▶ Passage provided:
Week of Oct. 31-Nov. 6, 2015

President Ma to meet with Chinese President Xi in Singapore on Saturday; DPP presidential candidate Tsai accuses Ma of ‘jeopardizing’ Taiwan’s democracy by setting up the meeting without previous public consultation; protests over the ‘opaque’ negotiations behind the Ma-Xi meeting; the White House cautiously welcome the Ma-Xi talks; Tsai still in the lead in the polls; conflict between KMT presidential candidate Eric Chu and Legislative Speaker Wang Jin-pyng surfaces. Welcome to this week’s edition of the Insider.



MA TO MEET XI IN SINGAPORE: The entire nation was taken by surprise on Tuesday night when news broke out that President Ma Ying-jeou (馬英九) will hold talks with Chinese President Xi Jinping (習近平) in Singapore on Saturday, the first meeting of leaders from the two nations since the end of the Chinese Civil War in 1949. The Presidential Office confirmed the news shorty thereafter, followed by Beijing, sending shockwaves throughout political and media circles, both at home and internationally.

The revelation came at a politically sensitive time, just two months prior to the Jan. 16 presidential and legislative elections in Taiwan, prompting speculation that the meeting was a ploy to undermine the Democratic Progressive Party’s (DPP) electoral chances by demonstrating Beijing’s “preference” for the Chinese National Party (KMT). Analysts said Beijing’s less direct but powerful interference into Taiwan’s democratic political process could backfire against the KMT and its presidential candidate Eric Chu (朱立倫), given the growing “anti-China” sentiment in Taiwan. Others said President Ma took the initiative in a bid to “write his name in the history books.”

To ease public fears, Ma, whose approval ratings are below 20 percent, pledged that both sides would neither sign any agreement nor issue a joint statement following the meeting. Legislative Speaker Wang Jin-pyng (王金平) said he was not aware of the meeting until reporters reached him for comment late on Tuesday.

The two leaders will address each other as “mister” and avoid the words “country” and “president,” Taiwan Affairs Office (TAO) Minister Zhang Zhijun (張志軍) said in Beijing, adding that the meeting was a “pragmatic arrangement agreed upon on the basis of the ‘one China principle.’”

The Presidential Office was forced to announce the plan early after the Chinese-language Liberty Times ran an exclusive on Tuesday evening. Taiwan and China had planned to make simultaneous announcements at 10am on Wednesday, the United Daily News reported.

▶ Task requirements:
a - According to the weekly news digest, how will the two leaders address each other at the meeting?
b - Write out the weekly news digest again, everything from "The Presidential Office was" down to "Daily News reported.", renaming "Presidential Office" as "Office of the President" throughout.
c - Carry the weekly news digest forward from its final sentence, keeping its tone and format.

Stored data

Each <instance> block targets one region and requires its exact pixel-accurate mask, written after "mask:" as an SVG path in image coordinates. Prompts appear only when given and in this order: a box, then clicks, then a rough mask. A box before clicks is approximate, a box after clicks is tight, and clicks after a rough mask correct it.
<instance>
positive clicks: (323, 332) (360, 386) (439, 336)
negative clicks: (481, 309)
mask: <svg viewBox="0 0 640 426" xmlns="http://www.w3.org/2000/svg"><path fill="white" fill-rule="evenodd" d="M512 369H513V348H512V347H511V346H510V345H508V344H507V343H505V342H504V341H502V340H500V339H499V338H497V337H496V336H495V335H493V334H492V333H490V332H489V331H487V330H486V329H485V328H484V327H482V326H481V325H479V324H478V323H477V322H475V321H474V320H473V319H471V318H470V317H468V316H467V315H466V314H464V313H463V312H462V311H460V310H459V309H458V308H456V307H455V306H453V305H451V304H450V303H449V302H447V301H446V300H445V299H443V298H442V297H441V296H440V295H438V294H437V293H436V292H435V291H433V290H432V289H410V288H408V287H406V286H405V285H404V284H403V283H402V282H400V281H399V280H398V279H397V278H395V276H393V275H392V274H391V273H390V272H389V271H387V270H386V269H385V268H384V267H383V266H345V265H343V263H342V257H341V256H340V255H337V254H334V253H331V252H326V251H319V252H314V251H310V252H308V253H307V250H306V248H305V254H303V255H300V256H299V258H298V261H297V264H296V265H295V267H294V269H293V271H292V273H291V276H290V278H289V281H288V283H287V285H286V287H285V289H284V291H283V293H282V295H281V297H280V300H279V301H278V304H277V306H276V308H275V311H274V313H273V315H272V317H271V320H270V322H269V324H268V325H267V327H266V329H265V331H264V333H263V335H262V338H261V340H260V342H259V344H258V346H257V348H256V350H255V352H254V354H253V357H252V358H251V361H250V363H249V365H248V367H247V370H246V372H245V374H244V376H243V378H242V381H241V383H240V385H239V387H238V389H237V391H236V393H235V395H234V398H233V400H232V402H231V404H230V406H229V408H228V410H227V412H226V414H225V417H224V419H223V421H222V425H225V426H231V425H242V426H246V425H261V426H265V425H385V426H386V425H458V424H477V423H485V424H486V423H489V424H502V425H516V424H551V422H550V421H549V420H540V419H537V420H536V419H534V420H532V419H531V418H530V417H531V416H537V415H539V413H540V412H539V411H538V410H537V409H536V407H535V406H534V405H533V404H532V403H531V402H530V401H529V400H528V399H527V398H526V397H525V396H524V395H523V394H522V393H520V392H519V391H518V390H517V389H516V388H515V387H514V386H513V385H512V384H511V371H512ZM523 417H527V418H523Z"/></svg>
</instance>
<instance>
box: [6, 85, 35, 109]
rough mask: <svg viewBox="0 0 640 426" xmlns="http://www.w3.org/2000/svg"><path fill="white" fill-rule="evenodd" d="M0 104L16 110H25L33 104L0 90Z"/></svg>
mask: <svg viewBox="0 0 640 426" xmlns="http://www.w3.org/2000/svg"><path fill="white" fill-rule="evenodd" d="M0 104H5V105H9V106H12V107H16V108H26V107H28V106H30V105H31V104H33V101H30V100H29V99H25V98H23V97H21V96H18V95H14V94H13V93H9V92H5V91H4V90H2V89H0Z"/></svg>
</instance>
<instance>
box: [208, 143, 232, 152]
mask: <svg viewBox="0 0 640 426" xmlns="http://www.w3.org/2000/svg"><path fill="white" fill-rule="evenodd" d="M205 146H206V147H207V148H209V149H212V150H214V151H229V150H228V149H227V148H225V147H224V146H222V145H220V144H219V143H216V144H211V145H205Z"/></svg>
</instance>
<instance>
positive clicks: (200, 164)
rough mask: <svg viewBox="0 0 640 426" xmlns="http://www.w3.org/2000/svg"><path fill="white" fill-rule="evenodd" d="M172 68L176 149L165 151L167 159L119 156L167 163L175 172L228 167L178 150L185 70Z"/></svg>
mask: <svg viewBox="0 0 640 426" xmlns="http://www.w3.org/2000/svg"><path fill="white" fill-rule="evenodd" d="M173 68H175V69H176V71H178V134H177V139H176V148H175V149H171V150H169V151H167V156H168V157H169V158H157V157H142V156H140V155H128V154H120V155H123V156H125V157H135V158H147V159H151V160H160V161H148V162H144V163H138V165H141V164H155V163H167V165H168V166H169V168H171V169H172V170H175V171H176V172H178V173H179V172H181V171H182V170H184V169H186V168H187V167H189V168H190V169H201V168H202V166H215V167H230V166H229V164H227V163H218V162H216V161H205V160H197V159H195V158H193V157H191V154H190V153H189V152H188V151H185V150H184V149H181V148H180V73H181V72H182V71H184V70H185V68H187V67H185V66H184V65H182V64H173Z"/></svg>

▶ Task answers:
a - They will address each other as "mister."

b -
The Office of the President was forced to announce the plan early after the Chinese-language Liberty Times ran an exclusive on Tuesday evening. Taiwan and China had planned to make simultaneous announcements at 10am on Wednesday, the United Daily News reported.

c -
WHAT WILL MA TELL XI: Beijing’s military threat to Taiwan will be covered” in the upcoming Ma-Xi meeting as the high-level talks aimed to “reduce hostility or solutions to problems with military means,” Ma said on Thursday. Ma said he would also bring the concerns over the limits imposed by China on Taiwan’s international space “as many NGOs have complained.” The South China Sea dispute is not on the agenda, Ma said. Ma and Xi will each deliver a five-minute speech before a 50-minute closed-door meeting on Saturday afternoon, followed by press conferences arranged separately for the two leaders. Secretary-General of the Presidential Office Tseng Yung-chuan (曾永權), Deputy Secretary-General of the Presidential Office Hsiao Hsu-tsen (蕭旭岑), National Security Council (NSC) Secretary-General Kao Hua-chu (高華柱), NSC adviser Chiu Kun-Shuan (邱坤玄), Mainland Affairs Council (MAC) Minister Andrew Hsia (夏立言) and MAC Deputy Chairwoman Wu Mei-hung (吳美紅) will accompany Ma at the meeting.

MA DEFENDS MEETING: President Ma held a press conference on Thursday to play up his upcoming meeting with President Xi and fend off the outpouring of criticism and doubts. Ma cited an internal survey by the MAC — needless to say, the sampling and methods of the said survey were not discussed — indicating that 76.6 percent of respondents would favor a meeting between cross-strait leaders that is held with reciprocity, dignity, and transparency. The Ma-Xi talks will be “a milestone meeting to improve cross-strait relations” and “the first step toward normalization of meetings of leaders from both sides” with the purpose of strengthening peace and maintaining the status quo across the Taiwan Strait, Ma said. Ma emphasized that the meeting will be carried out under the principles of “reciprocity and dignity.” Ma brushed off questions on reciprocity as he would fly to Singapore to accommodate Xi’s schedule, saying that “whoever my counterpart is meeting before or after the meeting is none of our business.”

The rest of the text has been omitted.